Directive -> Please reproduce all of the material below with each request included, raising every coordinate value in the answers by 95. Omit the pictures from your answer.

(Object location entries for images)
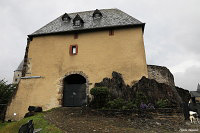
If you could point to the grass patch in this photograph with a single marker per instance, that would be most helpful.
(38, 120)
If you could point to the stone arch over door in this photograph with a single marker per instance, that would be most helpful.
(62, 85)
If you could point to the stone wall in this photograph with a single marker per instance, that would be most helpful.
(161, 74)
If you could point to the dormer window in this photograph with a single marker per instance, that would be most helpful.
(78, 21)
(66, 18)
(97, 14)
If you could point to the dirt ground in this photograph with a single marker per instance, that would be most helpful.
(76, 120)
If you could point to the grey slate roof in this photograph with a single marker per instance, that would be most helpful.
(110, 18)
(20, 67)
(195, 94)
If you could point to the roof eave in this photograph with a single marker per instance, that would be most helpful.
(89, 29)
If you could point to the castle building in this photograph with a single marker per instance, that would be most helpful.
(66, 57)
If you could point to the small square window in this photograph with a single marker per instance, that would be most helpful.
(73, 49)
(77, 23)
(111, 32)
(76, 36)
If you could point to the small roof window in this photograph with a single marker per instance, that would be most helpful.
(78, 21)
(66, 18)
(97, 14)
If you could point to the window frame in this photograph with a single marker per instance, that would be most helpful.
(71, 49)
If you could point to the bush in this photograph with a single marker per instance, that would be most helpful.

Output of the exercise ->
If you could point to the grass patch in this photograph with a single marker per instance, that would be most helpful.
(133, 215)
If you could point to the stone arch over door in this photograph with a single marker per instance, that would be most helpful.
(157, 180)
If you could point to the stone wall in this photograph with a single marker per instance, that would be most helpful.
(256, 169)
If you could point to the dormer window in this photograph with a single marker per instance, that would be most helpful.
(173, 116)
(161, 113)
(192, 109)
If you could point to the dirt ground in this photograph with a single marker per instance, that would be most helpful.
(171, 215)
If you could point to the grey slate roof in this photograph with a single marker per instance, that would be most helpful.
(205, 113)
(115, 162)
(290, 189)
If you could point to the roof eave in this photograph with a single marker per instance, that would be most helpful.
(184, 124)
If you could point to the castle building in this photograph with a single marker per instance, that would be most helpful.
(161, 152)
If you could point to the small square window in this photograph with a single marker per instance, that would be most helpful.
(168, 144)
(172, 118)
(206, 127)
(171, 131)
If you could point to the small roof window in this photograph with a single marker per instance, that would be most helpful.
(173, 116)
(161, 113)
(192, 109)
If you could point to the window frame in this photograph with a single marker per instance, that would be most helpful.
(166, 144)
If you could point to the bush in this photograph with a single marker per instance, that would be most helpful.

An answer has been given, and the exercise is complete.